## TASK INSTRUCTIONS
a) Name every setting in which the article on conformal prediction says the approach is instantiated.
b) Extend the article on conformal prediction by writing what comes after its last sentence.

New Framework Tightens Conformal Prediction with Beta Laws and Wasserstein Distances
Finite-sample beta distribution provides exact calibration coverage diagnostics beyond marginal averages.
Traditional split conformal prediction guarantees marginal coverage over random calibration samples, but practitioners often need to understand coverage given a realized threshold. This paper by Ramos, Graziadei, and Cabezas (arXiv:2605.19024) derives the exact finite-sample distribution of calibration-conditional coverage under continuous i.i.d. data: it follows a Beta(k, n+1-k) distribution, where k is the number of calibration points and n is total sample size. The authors treat this beta law as a reference object and use Wasserstein distances to measure how different data-generating processes deform it.
The framework provides direct bounds on marginal coverage gaps and bad-calibration probabilities, isolating two sources of non-i.i.d. behavior: test-side shift acts through a transport map on the coverage scale, while calibration dependence changes the order-statistic law itself. The approach is instantiated for scale-shift, clustered, and stationary mixing settings, with explicit characterizations or Berry-Esseen approximations. Simulations on dependent processes show the first-order approximation tracks empirical Wasserstein distances even at moderate sample sizes, offering a practical tool for uncertainty quantification in machine learning.

## RECORD EXTRACTS

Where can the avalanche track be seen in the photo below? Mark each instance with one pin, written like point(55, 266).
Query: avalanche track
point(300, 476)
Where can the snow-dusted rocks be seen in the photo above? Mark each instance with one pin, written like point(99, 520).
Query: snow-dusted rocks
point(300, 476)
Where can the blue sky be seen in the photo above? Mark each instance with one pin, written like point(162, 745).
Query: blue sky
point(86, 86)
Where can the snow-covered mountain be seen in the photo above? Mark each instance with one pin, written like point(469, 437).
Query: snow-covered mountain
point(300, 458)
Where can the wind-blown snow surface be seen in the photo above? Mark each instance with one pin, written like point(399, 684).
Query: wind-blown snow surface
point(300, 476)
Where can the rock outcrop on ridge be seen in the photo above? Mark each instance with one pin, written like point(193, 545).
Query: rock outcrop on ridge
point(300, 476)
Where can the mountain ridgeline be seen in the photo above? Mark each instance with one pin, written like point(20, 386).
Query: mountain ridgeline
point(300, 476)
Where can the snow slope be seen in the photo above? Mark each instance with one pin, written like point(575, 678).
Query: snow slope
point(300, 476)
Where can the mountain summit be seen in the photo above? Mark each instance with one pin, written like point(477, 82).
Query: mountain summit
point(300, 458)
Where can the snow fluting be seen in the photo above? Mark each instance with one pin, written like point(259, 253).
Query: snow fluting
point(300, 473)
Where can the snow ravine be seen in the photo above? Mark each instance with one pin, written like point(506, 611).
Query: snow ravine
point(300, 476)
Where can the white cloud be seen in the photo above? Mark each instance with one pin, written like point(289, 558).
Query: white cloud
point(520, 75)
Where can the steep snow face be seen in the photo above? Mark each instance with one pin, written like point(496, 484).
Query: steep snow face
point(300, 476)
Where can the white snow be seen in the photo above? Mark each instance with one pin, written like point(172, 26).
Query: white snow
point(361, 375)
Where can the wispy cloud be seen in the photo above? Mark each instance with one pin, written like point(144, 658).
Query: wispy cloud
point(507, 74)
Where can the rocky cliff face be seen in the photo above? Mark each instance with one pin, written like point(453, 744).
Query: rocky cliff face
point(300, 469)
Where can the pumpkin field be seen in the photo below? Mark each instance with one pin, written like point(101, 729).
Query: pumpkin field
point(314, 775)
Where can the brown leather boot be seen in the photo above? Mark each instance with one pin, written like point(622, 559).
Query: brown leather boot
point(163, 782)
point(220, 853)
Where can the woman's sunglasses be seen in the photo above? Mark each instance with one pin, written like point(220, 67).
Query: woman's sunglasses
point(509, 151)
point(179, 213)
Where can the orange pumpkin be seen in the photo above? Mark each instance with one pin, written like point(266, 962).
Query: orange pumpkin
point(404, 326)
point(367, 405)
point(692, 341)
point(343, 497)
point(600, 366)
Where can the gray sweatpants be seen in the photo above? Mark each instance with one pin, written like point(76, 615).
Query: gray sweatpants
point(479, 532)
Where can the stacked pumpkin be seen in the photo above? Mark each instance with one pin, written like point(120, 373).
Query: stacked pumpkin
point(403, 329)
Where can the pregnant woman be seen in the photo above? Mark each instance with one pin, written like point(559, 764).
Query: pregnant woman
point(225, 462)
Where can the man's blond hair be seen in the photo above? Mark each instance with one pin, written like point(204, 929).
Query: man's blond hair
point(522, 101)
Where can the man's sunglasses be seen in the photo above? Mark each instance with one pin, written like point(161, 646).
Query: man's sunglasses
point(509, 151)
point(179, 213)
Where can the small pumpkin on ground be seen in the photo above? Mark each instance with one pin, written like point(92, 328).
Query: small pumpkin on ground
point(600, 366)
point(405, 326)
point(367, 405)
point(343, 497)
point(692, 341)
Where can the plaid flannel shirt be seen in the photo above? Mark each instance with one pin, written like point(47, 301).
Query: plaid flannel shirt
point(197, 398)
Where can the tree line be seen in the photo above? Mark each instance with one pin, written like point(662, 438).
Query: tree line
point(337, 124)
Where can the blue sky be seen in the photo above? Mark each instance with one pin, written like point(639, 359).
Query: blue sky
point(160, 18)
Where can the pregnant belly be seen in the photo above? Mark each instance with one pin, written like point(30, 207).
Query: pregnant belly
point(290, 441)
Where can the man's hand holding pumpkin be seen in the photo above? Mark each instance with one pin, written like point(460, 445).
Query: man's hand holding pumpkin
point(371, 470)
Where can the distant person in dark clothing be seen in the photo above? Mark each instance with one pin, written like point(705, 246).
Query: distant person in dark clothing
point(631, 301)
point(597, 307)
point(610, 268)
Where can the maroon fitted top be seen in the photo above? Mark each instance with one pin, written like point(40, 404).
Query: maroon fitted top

## RESPONSES TO THE TASKS
a) Scale-shift, clustered, and stationary mixing.

b)
- Calibration-conditional coverage in i.i.d. settings follows an exact Beta(k, n+1-k) distribution, providing a finite-sample reference.
- Wasserstein distances on [0,1] measure departures from this beta law, yielding bounds on marginal coverage gaps and bad-calibration probabilities.
- Framework separates test-side shift (transport map) from calibration dependence, with explicit characterizations for scale-shift, clustered, and stationary mixing processes.
Why It Matters
Delivers precise calibration diagnostics for machine learning, improving the reliability of uncertainty quantification in real-world deployment.